REQUIRED ACTIONS
(A) Name every person mentioned in the report on the White House meeting with oil refinery executives, counting each person only once.
(B) Continue the report on the White House meeting with oil refinery executives from its last sentence.
**** SELECTED PASSAGE ****
Yahoo Finance's Jennifer Schonberger reports on the top takeaways from President Biden's meeting with seven oil refinery executives.
DAVE BRIGGS: After weeks of President Biden bashing big oil, the heads of seven top oil refining companies meeting at the White House with Energy Secretary Jennifer Granholm. What was the White House's goal here? And was anything accomplished? Jen Schonberger here with the latest. Jen, it's been relatively quiet on all fronts following this meeting.
JENNIFER SCHONBERGER: Good afternoon, Dave. That's right. Energy Secretary Jennifer Granholm met with executives from seven major oil refineries this morning to talk with them about how they can get oil prices down, which have skyrocketed this year. We are just getting word on how that meeting went from the administration. The Secretary made clear that the administration believes it is imperative that companies produce more oil to bring gas prices down at the pump.
According to the Department of Energy, that meeting took on a productive focus on dissecting the current global problems of supply and refining. The group discussed what the companies are doing to keep existing operations safely online, technical, economic, and policy hurdles to increasing domestic refining capacity, and the need to reinvest in current and future technologies.
**** DATASET EXTRACT ****
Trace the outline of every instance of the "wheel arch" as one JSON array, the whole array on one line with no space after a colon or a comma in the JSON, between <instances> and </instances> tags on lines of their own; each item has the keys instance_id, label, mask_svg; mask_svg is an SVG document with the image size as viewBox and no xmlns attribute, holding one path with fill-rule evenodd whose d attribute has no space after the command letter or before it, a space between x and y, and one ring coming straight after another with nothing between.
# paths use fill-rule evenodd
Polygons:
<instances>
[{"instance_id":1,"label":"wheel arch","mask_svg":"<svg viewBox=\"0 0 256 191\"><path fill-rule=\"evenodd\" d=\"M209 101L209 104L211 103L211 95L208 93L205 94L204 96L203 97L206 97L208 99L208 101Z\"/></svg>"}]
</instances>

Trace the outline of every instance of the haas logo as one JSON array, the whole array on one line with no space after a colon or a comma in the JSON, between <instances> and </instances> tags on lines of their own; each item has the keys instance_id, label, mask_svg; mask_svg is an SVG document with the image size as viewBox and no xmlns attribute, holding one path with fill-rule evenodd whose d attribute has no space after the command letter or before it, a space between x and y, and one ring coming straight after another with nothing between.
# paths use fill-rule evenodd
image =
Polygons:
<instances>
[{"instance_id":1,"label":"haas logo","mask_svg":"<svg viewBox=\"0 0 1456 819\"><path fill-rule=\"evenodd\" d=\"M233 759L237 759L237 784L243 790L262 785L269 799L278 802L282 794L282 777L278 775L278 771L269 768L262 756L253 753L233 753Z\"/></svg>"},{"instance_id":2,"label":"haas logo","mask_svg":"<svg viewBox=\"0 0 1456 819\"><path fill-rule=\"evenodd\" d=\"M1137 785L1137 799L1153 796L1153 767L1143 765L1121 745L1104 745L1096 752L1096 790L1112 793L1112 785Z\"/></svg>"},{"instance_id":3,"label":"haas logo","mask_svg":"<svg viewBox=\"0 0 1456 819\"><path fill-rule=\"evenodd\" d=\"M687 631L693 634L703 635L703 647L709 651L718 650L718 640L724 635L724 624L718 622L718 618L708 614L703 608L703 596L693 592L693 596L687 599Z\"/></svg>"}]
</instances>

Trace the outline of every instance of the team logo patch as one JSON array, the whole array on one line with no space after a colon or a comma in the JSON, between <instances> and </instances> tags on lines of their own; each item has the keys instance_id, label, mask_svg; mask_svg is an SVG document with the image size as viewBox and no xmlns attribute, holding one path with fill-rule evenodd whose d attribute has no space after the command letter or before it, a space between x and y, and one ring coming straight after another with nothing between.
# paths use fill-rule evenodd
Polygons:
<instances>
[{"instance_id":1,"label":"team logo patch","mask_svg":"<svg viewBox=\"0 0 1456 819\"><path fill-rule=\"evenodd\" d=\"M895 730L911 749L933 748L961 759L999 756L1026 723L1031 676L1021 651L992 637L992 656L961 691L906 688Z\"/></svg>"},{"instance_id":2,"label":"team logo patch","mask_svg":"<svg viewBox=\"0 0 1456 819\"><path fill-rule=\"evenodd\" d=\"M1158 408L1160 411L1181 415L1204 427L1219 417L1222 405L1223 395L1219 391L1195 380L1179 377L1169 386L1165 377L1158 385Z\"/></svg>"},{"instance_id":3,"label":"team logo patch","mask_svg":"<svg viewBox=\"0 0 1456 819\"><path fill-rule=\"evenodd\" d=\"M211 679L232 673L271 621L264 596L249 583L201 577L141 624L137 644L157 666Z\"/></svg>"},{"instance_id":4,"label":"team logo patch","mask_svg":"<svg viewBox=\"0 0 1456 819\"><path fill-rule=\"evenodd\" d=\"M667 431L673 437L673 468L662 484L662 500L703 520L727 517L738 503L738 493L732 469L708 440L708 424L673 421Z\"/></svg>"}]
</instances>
****
ANSWERS TO THE EXERCISE
(A) Jennifer Schonberger, President Biden, Dave Briggs, Jennifer Granholm

(B)
Now, they also delved into actions that could increase preparedness on the East Coast, as we move deeper into the hurricane season here. And the Secretary expressed that today's meeting is part of an ongoing dialogue. Now, we are getting response in from the industry. A statement from Chevron's CEO Mike Wirth calls the meeting "constructive." He says, quote, "Today's meeting was a constructive conversation about addressing both near-term issues and the longer term stability of energy markets." He went on to say, "We remain optimistic about our ability to work together to achieve these shared objectives."
Among the other meeting attendees this morning, Marathon, Valero, ExxonMobil, Phillips 66, and Shell. Other industry trade groups, including the American Petroleum Institute and the American Fuel and Petrochemical Manufacturers, also called the meeting constructive. Those two organizations saying in a joint statement, "While these challenges and their causes are complex, from Russia's war on Ukraine to market imbalances left over from COVID, productive outcomes today should send a positive signal to the market that the US is committed to long-term investment."
Now, this meeting comes after President Biden, who did not attend the meeting, sent a letter to seven industry executives underscoring that the company's profit margins have tripled this year to record levels and that they need to work with the administration to boost supply. Oil companies say they're producing as much as they can.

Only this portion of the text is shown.